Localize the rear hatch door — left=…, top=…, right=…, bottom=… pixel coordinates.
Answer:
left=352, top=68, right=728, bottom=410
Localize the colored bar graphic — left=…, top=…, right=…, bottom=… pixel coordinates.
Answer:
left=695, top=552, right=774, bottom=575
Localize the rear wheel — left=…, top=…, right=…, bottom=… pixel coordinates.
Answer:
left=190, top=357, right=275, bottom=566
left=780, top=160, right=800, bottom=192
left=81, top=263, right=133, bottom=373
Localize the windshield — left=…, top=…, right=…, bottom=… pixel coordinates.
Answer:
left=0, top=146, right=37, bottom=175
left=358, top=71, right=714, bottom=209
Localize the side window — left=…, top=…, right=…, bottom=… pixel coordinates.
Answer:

Written request: Convert the lines from the one containing "Localize the side" through the end of the records, inclusive, into a JSON list of strings with one string per line and no blank lines.

Answer:
[
  "Localize the side window — left=…, top=…, right=…, bottom=… pixel coordinates.",
  "Answer:"
]